■ **TASK TO CARRY OUT**:
Exactly the line with "Would you kindly indicate the player's outstretched" and the lines that follow it, through the closing line of the entries, should be restated, with nothing left out or added.

Dataset entries
◆ ◆ ◆ ◆ ◆ ◆ ◆

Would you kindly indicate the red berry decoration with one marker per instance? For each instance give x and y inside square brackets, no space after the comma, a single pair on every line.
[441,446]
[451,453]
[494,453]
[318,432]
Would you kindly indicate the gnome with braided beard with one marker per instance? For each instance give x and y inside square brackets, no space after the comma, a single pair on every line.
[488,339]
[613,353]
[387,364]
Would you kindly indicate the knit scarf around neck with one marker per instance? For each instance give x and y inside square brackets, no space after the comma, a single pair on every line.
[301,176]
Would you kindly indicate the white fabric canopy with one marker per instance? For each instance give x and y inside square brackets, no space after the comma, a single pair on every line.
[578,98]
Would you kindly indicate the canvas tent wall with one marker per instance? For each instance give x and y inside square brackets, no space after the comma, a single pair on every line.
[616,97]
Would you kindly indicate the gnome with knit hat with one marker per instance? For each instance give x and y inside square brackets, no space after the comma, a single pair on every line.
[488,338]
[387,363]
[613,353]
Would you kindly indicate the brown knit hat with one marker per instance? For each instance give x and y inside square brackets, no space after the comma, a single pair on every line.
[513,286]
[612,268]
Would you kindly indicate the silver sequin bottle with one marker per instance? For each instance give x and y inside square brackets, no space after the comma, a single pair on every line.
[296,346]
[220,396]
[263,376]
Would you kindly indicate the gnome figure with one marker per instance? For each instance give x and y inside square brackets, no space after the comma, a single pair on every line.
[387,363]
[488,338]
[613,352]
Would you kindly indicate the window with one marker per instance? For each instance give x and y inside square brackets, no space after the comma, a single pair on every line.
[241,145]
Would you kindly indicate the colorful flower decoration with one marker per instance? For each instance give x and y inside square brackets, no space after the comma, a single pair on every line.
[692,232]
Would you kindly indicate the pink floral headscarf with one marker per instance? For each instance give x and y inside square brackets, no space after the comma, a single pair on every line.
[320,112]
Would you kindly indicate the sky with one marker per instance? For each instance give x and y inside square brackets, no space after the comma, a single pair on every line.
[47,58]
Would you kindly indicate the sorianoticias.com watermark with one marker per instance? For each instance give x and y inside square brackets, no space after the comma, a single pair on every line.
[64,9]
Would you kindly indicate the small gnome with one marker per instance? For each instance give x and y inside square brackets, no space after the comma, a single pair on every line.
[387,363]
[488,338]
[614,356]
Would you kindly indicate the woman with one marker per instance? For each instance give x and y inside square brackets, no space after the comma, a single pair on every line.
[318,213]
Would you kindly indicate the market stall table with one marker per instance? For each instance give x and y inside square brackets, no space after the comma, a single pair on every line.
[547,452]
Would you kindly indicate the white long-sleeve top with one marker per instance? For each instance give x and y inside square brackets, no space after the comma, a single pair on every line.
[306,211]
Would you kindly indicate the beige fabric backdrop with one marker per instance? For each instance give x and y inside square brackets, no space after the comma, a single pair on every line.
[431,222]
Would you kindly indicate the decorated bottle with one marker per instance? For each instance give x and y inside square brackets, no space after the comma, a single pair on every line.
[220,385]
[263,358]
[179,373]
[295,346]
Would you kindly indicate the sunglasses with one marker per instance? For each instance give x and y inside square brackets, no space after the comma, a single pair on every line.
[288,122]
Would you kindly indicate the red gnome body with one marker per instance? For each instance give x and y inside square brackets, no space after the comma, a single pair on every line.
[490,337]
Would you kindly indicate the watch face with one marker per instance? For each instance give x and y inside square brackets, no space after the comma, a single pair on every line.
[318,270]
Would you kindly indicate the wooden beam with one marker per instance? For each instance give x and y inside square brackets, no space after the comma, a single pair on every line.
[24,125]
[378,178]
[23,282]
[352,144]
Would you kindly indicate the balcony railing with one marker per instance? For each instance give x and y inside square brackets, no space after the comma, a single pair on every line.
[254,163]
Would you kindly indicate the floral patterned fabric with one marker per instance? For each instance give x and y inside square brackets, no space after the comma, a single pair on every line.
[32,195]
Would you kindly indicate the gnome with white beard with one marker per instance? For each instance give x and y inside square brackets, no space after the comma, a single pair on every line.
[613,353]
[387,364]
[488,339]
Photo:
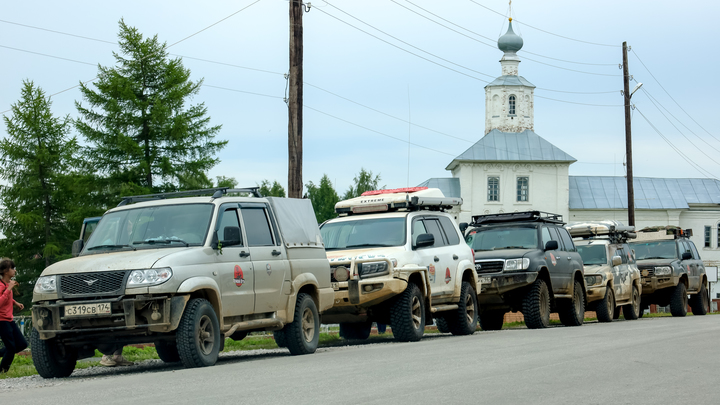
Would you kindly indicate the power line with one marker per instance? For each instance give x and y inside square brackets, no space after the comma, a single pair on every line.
[547,32]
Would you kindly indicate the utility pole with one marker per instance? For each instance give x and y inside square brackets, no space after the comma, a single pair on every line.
[628,138]
[294,101]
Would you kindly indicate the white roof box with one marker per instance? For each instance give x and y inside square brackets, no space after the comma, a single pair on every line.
[410,198]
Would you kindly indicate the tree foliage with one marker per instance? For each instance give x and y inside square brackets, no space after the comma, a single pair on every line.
[41,207]
[274,190]
[363,182]
[323,198]
[143,135]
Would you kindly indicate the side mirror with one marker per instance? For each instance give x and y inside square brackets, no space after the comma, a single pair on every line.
[425,240]
[77,247]
[463,227]
[231,236]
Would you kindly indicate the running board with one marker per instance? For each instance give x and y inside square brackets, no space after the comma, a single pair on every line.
[443,308]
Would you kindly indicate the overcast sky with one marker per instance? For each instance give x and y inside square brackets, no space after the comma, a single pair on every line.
[380,73]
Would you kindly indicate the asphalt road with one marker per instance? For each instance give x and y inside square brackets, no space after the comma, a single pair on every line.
[649,361]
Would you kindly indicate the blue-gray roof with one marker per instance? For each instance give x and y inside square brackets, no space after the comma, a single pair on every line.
[607,192]
[511,80]
[512,146]
[450,186]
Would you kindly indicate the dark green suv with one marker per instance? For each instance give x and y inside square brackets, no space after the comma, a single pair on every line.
[527,262]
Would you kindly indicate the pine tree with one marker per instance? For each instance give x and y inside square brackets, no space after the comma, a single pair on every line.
[37,160]
[323,198]
[144,137]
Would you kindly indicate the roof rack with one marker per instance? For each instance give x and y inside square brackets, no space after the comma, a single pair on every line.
[526,216]
[216,192]
[615,231]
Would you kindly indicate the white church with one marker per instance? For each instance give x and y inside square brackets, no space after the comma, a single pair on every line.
[512,169]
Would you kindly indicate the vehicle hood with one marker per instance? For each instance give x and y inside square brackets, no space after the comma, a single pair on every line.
[502,254]
[655,262]
[346,255]
[125,260]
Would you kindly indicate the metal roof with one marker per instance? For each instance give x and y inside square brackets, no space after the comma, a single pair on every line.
[607,192]
[512,146]
[450,186]
[511,80]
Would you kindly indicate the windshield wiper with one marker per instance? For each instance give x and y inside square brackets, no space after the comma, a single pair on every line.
[110,246]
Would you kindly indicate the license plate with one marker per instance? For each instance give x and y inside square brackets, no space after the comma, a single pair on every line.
[102,308]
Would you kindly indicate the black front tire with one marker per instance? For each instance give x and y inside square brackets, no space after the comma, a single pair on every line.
[678,300]
[536,306]
[605,309]
[198,335]
[167,351]
[463,321]
[633,310]
[51,359]
[572,313]
[303,334]
[699,303]
[407,315]
[355,330]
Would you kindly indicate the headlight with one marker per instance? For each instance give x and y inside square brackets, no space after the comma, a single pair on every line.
[45,285]
[593,279]
[145,278]
[517,264]
[371,269]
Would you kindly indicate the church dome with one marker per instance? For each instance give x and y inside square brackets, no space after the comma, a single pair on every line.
[510,42]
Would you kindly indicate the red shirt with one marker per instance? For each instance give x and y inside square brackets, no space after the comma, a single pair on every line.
[6,302]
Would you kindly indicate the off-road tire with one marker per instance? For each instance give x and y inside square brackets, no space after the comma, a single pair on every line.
[355,330]
[633,310]
[491,320]
[303,334]
[442,325]
[50,359]
[407,315]
[572,313]
[678,300]
[699,302]
[167,351]
[280,339]
[463,321]
[198,335]
[605,309]
[536,305]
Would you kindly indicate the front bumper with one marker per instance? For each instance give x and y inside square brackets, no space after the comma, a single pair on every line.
[129,314]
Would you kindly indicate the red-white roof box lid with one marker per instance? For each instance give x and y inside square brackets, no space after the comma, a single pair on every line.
[411,198]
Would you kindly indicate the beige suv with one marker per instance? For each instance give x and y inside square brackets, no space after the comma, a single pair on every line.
[184,273]
[398,258]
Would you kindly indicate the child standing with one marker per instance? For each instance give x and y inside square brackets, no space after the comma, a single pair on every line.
[11,336]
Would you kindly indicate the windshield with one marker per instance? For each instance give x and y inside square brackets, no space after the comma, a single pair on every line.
[502,238]
[592,254]
[151,227]
[655,250]
[362,233]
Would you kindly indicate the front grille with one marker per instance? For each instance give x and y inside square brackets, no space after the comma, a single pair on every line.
[101,283]
[494,266]
[647,271]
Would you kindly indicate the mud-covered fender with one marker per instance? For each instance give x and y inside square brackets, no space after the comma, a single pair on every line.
[209,286]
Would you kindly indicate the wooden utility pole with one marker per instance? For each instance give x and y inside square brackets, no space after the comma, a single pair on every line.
[628,138]
[294,102]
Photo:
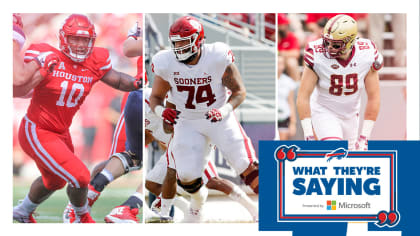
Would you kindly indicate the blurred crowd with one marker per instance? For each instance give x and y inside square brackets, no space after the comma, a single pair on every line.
[94,124]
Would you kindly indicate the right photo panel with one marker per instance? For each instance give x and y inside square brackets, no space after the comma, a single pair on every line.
[341,76]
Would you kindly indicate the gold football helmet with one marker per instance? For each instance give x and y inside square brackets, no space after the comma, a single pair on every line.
[339,35]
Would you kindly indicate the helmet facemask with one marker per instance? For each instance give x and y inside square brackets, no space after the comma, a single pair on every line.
[335,48]
[78,48]
[76,52]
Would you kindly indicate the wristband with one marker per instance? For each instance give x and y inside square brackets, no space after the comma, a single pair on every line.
[159,110]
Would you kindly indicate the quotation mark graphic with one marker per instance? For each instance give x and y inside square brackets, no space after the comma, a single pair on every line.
[388,218]
[285,152]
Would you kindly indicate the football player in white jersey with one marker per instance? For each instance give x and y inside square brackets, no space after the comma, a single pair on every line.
[155,177]
[196,75]
[337,67]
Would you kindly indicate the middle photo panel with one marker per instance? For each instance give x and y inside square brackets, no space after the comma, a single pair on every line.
[209,99]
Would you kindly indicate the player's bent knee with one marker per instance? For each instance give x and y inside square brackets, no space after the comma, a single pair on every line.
[55,185]
[250,176]
[128,160]
[83,178]
[153,187]
[193,186]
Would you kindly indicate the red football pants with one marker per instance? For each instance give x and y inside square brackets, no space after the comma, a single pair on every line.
[53,154]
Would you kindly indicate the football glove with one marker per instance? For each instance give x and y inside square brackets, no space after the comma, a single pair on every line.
[168,115]
[215,115]
[361,144]
[134,31]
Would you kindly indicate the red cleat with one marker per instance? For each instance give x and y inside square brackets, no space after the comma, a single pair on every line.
[21,217]
[85,218]
[93,195]
[122,214]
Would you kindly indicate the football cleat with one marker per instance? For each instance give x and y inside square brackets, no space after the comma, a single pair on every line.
[66,213]
[85,218]
[21,217]
[193,216]
[93,195]
[122,214]
[156,204]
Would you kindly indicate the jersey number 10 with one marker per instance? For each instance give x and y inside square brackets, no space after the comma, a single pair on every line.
[341,85]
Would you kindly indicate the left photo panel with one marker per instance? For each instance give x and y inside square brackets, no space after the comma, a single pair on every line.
[78,118]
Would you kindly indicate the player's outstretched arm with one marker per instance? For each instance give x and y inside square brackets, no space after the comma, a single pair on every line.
[25,89]
[22,73]
[133,45]
[233,81]
[121,81]
[156,99]
[373,95]
[307,86]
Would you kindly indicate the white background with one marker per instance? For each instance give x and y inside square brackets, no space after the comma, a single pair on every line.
[166,6]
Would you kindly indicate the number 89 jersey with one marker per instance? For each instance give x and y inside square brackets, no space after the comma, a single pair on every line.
[340,81]
[195,89]
[58,97]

◆ ◆ ◆ ◆ ◆ ◆ ◆

■ **RESPONSE**:
Would you kindly indicate the player's outstretched arm with one marker per instance? For each instance give x and y inside square brackets, no space after the comma, a single pair on every line.
[25,89]
[22,73]
[133,45]
[233,81]
[121,81]
[156,99]
[373,95]
[307,86]
Would you kindly indicate the white background with one marker per instance? For each instance give x and y inside square brackets, no space after the comma, a single pair on every line.
[166,6]
Would you kindly indicate the number 89 jersey with one marker per instance? For each instance give x and y inside square brackets, no space after the comma, a single pair on every line.
[340,81]
[195,89]
[58,97]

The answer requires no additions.